------ Passage for review ------

Op-Ed: Action, Not Just ‘Thoughts and Prayers,’ After Uvalde Shooting

Robb Elementary School in Uvalde Texas, 2015. Photo courtesy of Wikimedia Commons.

While the United States’s Second Amendment protects the right to bear arms, the guns that it protects do far more harm than good. Tuesday’s school shooting is proof enough.

On Tuesday, a shooting shook Texas Robb Elementary School, and the rest of America felt it too. A shooter mercilessly killed nineteen children and two teachers, according to a report by CNN, which makes it the second deadliest school shooting since the Sandy Hook massacre in 2012. 

Police identified the shooter as Salvador Ramos, an 18-year-old. The report says he shot his grandmother before heading to the elementary school with two assault rifles. Ramos had posted pictures of the firearms and ammunition. Before the shooting, Ramos allegedly sent text messages to a girl in Europe who he had met online, describing how he had shot his grandmother and would “shoot a elementary school.” 

On the morning of May 24, the students were getting ready for end-of-year festivities. The students had been invited to wear “a nice outfit with fun fancy shoes” as a part of end-of-year celebrations. One of the celebrations included an honor roll award ceremony. The students of Robb Elementary had two days left in the school year. 

Ramos entered the building with two rifles. “Please know at this time Robb Elementary is under a Lockdown Status due to gunshots in the area. The students and staff are safe in the building. The building is secure in a Lockdown Status,” the school posted on its Facebook page. Then they posted again, not even 30 minutes later: “There is an active shooter at Robb Elementary.” 

Once in the school, Ramos went down a hallway, turned right, then turned left, per the CNN report. He began to shoot children, teachers, and anyone in his way. The shooter barricaded himself into a classroom full of students. A 10-year-old girl, Amerie Jo Garza, called 9-1-1. She had just received her award for the school’s honor roll. She did not survive the shooting. Law enforcement forced their way into the classroom where the gunman was and shot him on site.  At around 9:30 p.m., officials started informing parents that their kids were dead.  

After numerous school shootings in the past few years, we know that teenagers do not decide on a whim to shoot up a school; there is a lead-up. Ramos had a few friends, but he was bullied and was a “loner.” Like many other school shooters, he had no criminal record, but he had purchased guns and ammunition.

His bullets made victims unrecognizable; officials had to use DNA to identify them. Eric Harris and Dylan Klebold, the 1999 Columbine shooters, were bullied and had access to weapons just like Ramos. Still, in the 23 years since Columbine, the school shootings continue—Sandy Hook, Parkland, and dozens of others.

It is not just the shooter’s fault—it is a result of the society we live in. If someone posts something on social media that indicates they may not be mentally well, check on them. Perhaps May 24 might have gone differently. Nonetheless, we should not show school shooters any sympathy, and while they are to blame, more could and should be done to prevent such horrific travesties.

------

Task details =
Answer these questions using the op-ed about the Uvalde shooting.
(a) According to the CNN report, how many children and how many teachers were killed?
(b) How many days were left in the school year for the students of Robb Elementary?
(c) In what year did the Columbine shooting take place?
The data after this sentence is separate material and has no connection to the op-ed.

------ Source data ------

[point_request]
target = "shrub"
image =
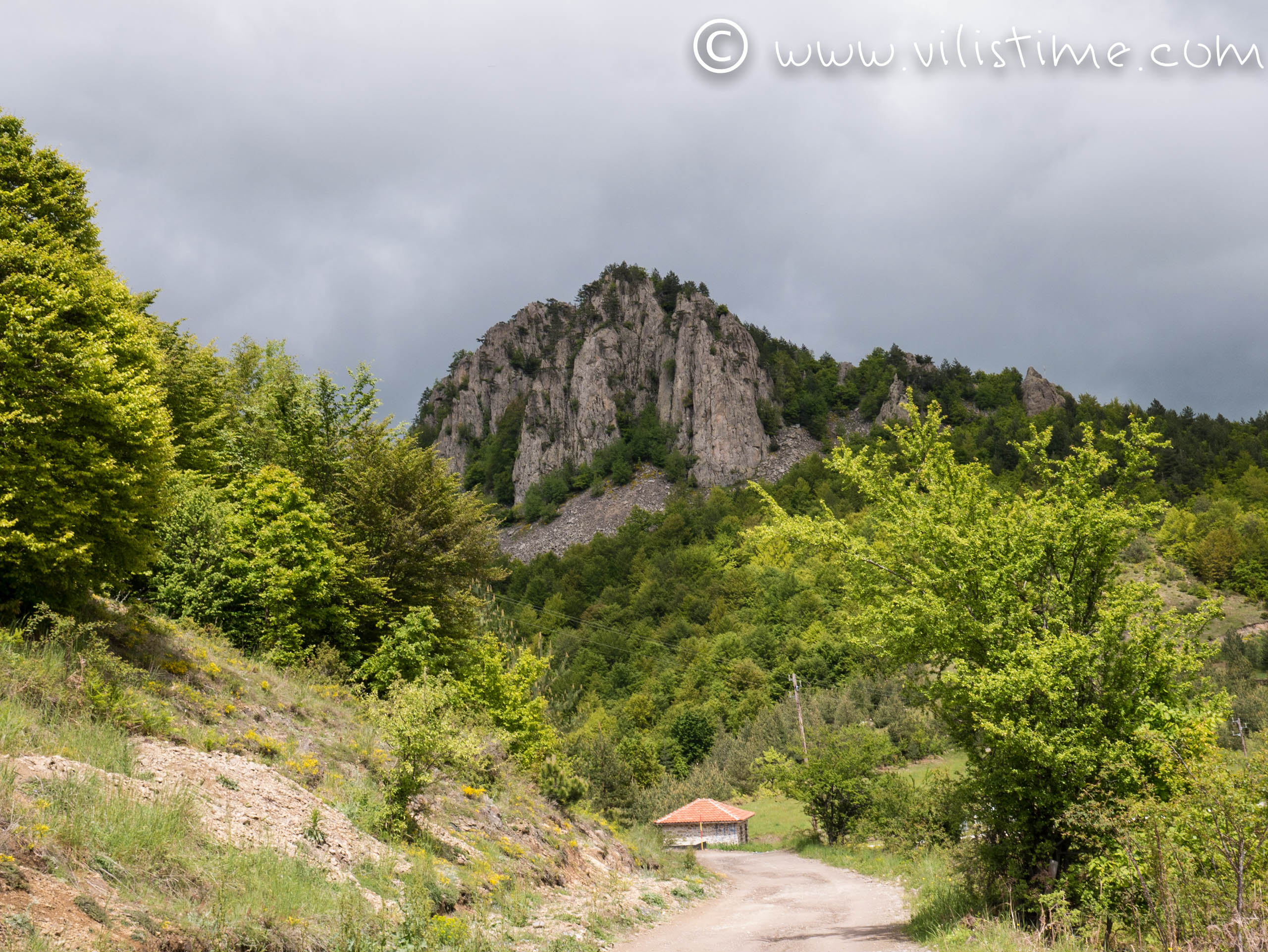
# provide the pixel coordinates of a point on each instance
(558, 783)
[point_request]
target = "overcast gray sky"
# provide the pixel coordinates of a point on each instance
(383, 180)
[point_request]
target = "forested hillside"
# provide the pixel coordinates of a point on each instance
(198, 548)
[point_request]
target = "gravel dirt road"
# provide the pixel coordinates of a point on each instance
(784, 901)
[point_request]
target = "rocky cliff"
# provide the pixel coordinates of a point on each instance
(567, 374)
(560, 383)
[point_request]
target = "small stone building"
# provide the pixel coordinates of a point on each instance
(704, 822)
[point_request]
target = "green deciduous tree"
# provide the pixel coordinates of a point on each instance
(297, 582)
(200, 397)
(836, 781)
(85, 441)
(1048, 669)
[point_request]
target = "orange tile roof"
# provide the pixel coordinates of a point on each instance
(707, 812)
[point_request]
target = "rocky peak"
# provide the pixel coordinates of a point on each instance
(566, 374)
(893, 406)
(1039, 393)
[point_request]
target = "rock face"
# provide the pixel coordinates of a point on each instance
(893, 406)
(1039, 393)
(571, 370)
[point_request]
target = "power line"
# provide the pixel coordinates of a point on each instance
(626, 634)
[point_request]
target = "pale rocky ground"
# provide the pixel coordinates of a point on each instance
(585, 516)
(779, 900)
(594, 881)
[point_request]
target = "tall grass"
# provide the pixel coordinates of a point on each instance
(945, 914)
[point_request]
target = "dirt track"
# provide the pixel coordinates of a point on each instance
(784, 901)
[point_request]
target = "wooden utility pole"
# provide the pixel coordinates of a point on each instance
(800, 723)
(1242, 735)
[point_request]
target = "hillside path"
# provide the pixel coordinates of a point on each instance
(780, 900)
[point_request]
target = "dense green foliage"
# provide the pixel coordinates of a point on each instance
(84, 435)
(1038, 661)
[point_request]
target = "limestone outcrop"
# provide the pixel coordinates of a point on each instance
(893, 406)
(565, 374)
(1039, 393)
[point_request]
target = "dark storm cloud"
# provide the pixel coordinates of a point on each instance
(382, 182)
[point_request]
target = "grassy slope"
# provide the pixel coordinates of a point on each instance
(191, 688)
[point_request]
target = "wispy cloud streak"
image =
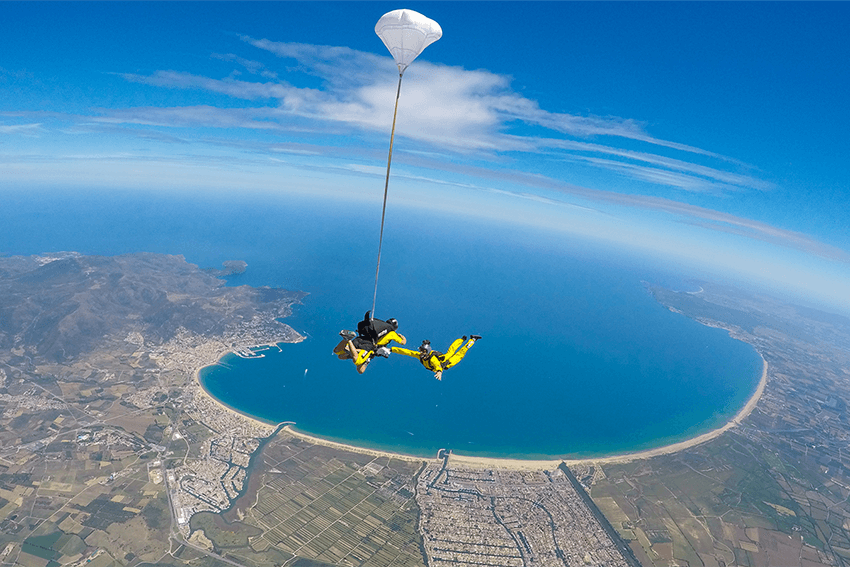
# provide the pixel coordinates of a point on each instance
(451, 109)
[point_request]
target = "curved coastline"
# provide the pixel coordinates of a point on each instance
(493, 462)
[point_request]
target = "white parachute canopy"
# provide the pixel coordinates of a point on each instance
(406, 34)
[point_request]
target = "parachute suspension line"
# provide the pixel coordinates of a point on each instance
(386, 187)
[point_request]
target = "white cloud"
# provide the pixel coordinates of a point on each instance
(19, 128)
(474, 113)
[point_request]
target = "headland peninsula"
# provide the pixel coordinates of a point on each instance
(112, 454)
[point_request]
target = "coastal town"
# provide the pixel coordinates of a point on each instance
(112, 454)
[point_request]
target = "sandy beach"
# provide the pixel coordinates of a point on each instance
(208, 396)
(345, 447)
(521, 464)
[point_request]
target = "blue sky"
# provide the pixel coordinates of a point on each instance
(714, 134)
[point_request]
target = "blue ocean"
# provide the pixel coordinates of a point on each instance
(576, 359)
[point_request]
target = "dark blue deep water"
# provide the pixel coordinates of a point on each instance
(577, 358)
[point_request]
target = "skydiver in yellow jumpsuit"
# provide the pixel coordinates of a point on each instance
(436, 361)
(370, 341)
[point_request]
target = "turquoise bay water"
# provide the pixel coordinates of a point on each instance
(576, 359)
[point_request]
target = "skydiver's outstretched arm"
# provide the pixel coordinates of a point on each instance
(392, 336)
(405, 351)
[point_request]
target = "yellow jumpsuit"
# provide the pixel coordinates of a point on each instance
(364, 355)
(436, 361)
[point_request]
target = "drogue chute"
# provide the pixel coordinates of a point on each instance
(406, 34)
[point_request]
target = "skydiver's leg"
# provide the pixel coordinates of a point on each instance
(457, 356)
(454, 346)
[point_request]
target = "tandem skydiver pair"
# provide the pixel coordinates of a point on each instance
(374, 335)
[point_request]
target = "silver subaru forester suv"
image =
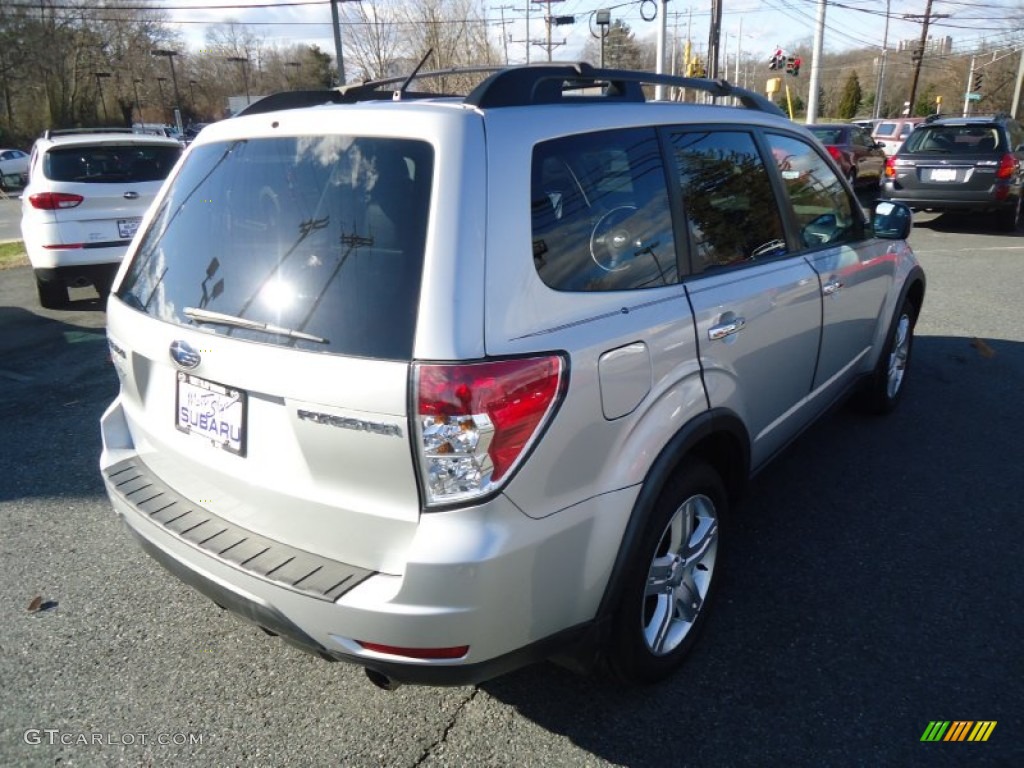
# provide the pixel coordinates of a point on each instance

------

Task response =
(a) Nineteen children and two teachers.
(b) Two days.
(c) 1999.